◆ TEXTE EXTRAIT ◆
———

Cependant, je garde espoir et je continue à prier. J’espère que l’administration Trump s’efforcera de mettre un terme à la guerre génocidaire à Gaza ainsi qu’à l’invasion terrestre et à la campagne de bombardement généralisée au Liban. J’espère que Trump œuvrera en faveur d’une paix qui respecte véritablement les droits et la dignité de tous les habitants de la Terre sainte et de la région.

OCÉANIE

Australie

Simon Smart, directeur exécutif du Centre for Public Christianity

D’un côté, une autre présidence Trump pourrait ne pas avoir beaucoup d’impact sur les évangéliques en Australie, où le paysage religieux est très différent de celui des États-Unis. Mais, dans la mesure où cela renforce le désir de certains chrétiens d’acquérir autant de pouvoir politique que possible pour atteindre leurs objectifs, cela pourrait s’avérer contre-productif à long terme. L’histoire montre souvent — mais pas toujours — que la foi chrétienne et le pouvoir politique ne font pas bon ménage. C’est une leçon qui paraît difficile à apprendre.

———

◆ ENTRÉES DE DONNÉES ◆
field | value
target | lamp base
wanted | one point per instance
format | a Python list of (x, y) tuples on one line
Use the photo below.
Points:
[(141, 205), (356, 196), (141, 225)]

———

◆ EXERCICE COURT 1 ◆
Relevez tous les noms propres de lieux géographiques mentionnés dans l'extrait consacré à la présidence Trump.
◆ EXERCICE COURT 2 ◆
Poursuivez l'extrait consacré à la présidence Trump après sa dernière phrase.
Le listing n'est d'aucune utilité pour ce travail.

◆ RÉPONSE 1 ◆
Gaza, Liban, Terre sainte, Océanie, Australie, États-Unis

◆ RÉPONSE 2 ◆
L’Australie est un pays plus laïque que les États-Unis. Pour ceux d’entre nous qui cherchent à faciliter la compréhension de la foi chrétienne ici, l’association, depuis plusieurs décennies, du terme « évangélique » à une orientation politique que la majorité des Australiens perçoit négativement n’a pas aidé la cause. Nous devons faire face à des présupposés qui entravent un dialogue constructif sur la foi.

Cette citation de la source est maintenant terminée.